GIVEN RECORDS:
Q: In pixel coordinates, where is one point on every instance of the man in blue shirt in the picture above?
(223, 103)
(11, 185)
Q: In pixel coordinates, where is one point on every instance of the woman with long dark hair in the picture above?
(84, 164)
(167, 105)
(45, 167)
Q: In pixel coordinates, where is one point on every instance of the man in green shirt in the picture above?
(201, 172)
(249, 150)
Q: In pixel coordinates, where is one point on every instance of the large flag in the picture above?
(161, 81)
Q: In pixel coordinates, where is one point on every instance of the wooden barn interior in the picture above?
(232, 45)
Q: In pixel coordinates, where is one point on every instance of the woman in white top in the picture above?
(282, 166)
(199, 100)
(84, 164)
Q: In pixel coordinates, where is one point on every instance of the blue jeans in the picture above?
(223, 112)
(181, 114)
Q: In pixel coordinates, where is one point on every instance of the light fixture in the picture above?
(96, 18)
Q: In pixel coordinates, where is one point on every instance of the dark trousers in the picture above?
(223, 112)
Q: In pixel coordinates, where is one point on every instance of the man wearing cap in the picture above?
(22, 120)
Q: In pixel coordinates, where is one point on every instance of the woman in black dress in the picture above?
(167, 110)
* * *
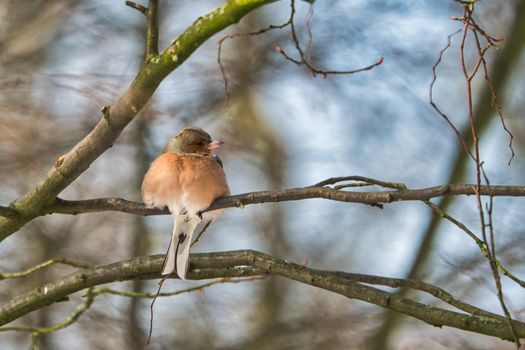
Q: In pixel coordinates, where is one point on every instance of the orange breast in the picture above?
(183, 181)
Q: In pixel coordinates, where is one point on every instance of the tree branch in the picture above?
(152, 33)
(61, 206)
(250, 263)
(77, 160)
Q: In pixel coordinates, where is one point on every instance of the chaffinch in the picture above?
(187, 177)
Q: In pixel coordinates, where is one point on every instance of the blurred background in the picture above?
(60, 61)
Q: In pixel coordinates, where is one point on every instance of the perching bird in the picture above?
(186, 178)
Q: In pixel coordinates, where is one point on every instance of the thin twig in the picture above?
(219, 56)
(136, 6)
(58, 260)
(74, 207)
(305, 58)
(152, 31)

WORK INSTRUCTIONS: Return every line of the items above that contains the word "shirt".

THE ANSWER:
Q: In pixel coordinates, where is one point on every instance of the man in blue shirt in the picture above?
Q: In pixel coordinates, where is one point on every instance of the man in green shirt in the picture above?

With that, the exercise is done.